**GIVEN REQUEST**
Pick out every line of the material below that contains the word "hillside" and copy those lines out. Letter case counts.

**EXTRACTED INFORMATION**
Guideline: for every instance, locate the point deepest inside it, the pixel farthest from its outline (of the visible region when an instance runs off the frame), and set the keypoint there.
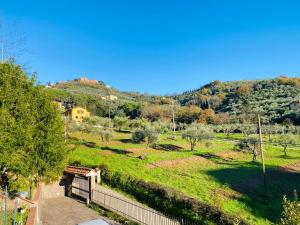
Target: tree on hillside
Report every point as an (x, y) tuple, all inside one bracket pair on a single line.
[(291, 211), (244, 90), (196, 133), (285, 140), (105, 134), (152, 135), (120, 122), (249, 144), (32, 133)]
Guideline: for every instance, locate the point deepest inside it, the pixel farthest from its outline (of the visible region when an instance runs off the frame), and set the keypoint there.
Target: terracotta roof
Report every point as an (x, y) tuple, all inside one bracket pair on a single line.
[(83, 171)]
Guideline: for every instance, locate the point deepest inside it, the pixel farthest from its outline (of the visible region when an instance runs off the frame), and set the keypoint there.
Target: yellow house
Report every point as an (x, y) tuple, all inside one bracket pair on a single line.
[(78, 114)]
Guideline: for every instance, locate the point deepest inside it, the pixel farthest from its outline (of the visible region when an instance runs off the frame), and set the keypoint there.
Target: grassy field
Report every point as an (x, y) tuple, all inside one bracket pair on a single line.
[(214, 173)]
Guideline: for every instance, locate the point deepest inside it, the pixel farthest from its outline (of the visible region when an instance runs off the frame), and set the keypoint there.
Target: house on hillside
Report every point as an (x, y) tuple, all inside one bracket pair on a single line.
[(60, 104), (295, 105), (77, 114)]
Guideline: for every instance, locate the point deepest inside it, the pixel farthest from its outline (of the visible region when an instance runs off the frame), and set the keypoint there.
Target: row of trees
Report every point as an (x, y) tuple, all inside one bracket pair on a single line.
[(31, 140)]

==

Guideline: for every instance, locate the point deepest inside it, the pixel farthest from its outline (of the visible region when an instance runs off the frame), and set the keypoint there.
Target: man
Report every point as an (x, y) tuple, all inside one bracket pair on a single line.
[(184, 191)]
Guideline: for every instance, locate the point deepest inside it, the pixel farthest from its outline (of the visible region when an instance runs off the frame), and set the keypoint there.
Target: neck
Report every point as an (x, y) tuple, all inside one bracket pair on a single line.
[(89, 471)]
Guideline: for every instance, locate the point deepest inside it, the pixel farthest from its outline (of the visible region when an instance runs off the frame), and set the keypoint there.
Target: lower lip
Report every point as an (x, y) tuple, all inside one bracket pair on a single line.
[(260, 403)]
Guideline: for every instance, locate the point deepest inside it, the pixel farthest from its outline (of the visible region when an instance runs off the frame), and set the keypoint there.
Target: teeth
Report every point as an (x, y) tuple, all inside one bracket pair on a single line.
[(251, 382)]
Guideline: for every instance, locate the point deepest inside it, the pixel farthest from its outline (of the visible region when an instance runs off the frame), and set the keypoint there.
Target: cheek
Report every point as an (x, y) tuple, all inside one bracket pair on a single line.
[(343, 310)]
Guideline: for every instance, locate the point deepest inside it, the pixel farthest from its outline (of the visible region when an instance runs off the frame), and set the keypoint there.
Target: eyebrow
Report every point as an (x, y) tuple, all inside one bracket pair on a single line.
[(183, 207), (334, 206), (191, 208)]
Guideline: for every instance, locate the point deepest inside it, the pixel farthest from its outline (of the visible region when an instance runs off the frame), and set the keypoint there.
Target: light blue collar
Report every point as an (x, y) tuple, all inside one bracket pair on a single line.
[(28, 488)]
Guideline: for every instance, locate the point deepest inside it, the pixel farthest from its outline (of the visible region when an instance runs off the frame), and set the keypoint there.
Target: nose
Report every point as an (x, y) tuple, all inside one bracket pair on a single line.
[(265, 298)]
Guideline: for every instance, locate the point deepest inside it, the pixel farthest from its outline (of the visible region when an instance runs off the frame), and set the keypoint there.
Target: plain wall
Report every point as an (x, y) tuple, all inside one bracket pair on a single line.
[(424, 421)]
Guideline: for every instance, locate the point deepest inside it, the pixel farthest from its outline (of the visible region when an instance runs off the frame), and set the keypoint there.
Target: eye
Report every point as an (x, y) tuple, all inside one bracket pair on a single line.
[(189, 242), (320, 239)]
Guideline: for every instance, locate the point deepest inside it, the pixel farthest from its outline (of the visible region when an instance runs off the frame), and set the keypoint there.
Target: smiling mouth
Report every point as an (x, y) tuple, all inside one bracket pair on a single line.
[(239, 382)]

**THE OUTPUT**
Target: tree on hillside
Target: house on hillside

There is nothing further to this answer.